WHAT YOU ARE ASKED TO DO: Update the chapter critique between "Here are few" and "kind of labor.", inclusive, so that "headband" becomes "necklace" and the rest stays the same.

However,  looking at the big picture it didn't exude the same level of emotion that the previous one did, so I wasn't as invested in it. In chapter 1, there was an almost crippling sense of grief and loss and avoidance. Here, when Dr. S did have proof that T was dead, I expected more of a reaction, but she almost seemed numb, too distracted by the impossibility of the place she was in. I think there is potential in this scene for the begining of healing, and I was thinking it was going to revolve around discovering what made this seemingly  impossible place possible, but then there is going to be a spaceship, and they're going to attempt to leave, and now I'm wondering if this blip of habitable land is even going to matter at all in the story. 

Here are few as I read notes:

"...headband cost five days. Less if you work faster..." I was a little confused by this. I thought I might be missing some context about the world that I needed to understand it. Is it common to trade labor? No one has even mentioned a specific kind of labor.

[Items listed in a dataset]
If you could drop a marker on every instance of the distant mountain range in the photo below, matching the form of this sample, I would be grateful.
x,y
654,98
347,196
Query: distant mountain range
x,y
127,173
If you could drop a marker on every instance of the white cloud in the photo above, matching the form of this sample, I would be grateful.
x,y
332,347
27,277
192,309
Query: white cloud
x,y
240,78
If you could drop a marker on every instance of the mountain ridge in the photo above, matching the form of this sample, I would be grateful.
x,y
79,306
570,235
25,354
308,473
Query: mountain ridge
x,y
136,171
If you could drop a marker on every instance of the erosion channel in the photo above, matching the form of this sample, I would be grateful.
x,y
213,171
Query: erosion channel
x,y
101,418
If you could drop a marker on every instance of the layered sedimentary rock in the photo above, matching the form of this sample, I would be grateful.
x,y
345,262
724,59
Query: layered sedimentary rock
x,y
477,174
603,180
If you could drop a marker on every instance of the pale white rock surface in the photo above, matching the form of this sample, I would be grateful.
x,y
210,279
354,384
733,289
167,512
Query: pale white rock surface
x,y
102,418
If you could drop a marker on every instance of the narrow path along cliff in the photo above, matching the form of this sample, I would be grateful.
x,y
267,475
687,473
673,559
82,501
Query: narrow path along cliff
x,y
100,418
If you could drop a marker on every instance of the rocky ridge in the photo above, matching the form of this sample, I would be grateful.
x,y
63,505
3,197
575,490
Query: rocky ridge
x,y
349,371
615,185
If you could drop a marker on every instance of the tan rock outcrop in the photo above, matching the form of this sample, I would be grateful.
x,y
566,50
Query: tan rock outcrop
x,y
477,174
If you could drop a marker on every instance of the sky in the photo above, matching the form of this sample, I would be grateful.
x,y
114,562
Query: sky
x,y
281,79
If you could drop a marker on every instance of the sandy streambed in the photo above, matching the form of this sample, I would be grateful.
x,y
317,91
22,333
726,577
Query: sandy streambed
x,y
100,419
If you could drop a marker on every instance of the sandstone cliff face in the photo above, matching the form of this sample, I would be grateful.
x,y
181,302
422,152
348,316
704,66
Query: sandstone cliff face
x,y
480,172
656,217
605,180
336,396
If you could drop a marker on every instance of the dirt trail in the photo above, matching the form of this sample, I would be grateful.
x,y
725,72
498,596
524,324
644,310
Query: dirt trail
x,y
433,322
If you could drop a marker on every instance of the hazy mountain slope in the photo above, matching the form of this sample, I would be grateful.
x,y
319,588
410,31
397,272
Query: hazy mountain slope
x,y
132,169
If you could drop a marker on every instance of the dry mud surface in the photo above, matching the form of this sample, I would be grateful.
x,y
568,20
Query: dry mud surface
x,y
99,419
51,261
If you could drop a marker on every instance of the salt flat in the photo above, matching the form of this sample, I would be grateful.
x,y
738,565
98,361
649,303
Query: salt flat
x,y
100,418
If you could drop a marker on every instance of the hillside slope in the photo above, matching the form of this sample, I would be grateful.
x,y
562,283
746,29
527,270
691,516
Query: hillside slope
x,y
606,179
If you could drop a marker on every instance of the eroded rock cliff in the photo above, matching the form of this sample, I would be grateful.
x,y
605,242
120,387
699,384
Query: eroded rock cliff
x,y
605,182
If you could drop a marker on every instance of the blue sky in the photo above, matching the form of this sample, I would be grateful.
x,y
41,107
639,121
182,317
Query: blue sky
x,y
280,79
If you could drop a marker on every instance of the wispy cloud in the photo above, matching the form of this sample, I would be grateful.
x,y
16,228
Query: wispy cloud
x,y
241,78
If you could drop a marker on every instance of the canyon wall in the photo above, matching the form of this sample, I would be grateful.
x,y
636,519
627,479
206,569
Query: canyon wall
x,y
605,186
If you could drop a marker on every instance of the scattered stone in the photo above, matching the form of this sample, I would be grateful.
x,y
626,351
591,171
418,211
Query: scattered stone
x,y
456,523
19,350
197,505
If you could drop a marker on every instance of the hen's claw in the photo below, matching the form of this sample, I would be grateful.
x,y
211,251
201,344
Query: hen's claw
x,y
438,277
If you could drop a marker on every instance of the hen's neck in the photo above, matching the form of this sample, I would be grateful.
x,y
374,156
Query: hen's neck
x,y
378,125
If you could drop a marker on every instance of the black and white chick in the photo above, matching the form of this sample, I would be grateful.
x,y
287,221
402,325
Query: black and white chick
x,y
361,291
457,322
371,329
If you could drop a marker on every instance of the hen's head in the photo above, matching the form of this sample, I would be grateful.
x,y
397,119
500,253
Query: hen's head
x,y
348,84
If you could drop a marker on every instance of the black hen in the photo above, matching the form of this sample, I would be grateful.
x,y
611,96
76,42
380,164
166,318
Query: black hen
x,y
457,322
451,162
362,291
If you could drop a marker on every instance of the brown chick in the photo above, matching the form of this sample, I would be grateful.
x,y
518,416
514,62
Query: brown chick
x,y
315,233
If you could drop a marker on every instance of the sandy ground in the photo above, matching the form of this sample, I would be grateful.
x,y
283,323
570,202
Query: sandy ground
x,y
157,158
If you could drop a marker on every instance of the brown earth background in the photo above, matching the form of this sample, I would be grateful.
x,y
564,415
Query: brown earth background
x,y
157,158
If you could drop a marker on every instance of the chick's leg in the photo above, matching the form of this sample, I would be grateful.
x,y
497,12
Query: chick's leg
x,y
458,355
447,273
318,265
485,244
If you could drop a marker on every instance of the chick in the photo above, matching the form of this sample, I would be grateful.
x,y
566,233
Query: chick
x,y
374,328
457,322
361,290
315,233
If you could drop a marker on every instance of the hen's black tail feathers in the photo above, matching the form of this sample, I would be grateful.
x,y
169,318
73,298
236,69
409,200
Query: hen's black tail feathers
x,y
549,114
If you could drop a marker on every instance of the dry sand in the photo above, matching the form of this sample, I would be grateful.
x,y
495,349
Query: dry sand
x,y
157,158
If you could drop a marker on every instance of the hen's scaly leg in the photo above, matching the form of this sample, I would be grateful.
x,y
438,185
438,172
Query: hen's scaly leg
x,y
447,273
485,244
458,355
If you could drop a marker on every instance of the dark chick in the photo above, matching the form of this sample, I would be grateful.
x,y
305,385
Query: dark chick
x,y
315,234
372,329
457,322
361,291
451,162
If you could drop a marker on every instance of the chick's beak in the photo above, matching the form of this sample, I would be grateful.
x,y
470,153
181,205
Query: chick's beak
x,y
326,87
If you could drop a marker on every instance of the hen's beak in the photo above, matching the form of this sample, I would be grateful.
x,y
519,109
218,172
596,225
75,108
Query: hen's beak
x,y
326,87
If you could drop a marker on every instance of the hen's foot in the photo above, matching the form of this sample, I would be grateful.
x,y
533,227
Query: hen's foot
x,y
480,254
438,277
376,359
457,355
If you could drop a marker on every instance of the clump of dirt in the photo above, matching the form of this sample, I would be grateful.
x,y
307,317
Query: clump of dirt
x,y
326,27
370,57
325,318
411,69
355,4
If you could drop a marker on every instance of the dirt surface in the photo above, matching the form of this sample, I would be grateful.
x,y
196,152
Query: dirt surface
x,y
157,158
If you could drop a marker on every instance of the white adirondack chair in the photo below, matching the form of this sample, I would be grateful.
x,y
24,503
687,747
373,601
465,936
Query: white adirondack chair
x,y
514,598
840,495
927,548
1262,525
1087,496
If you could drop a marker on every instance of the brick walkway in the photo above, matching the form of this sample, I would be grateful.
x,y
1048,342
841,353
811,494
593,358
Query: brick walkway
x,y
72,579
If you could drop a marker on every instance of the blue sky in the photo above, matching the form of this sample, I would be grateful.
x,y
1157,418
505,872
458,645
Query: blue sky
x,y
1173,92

SOLUTION TO THE EXERCISE:
Here are few as I read notes:

"...necklace cost five days. Less if you work faster..." I was a little confused by this. I thought I might be missing some context about the world that I needed to understand it. Is it common to trade labor? No one has even mentioned a specific kind of labor.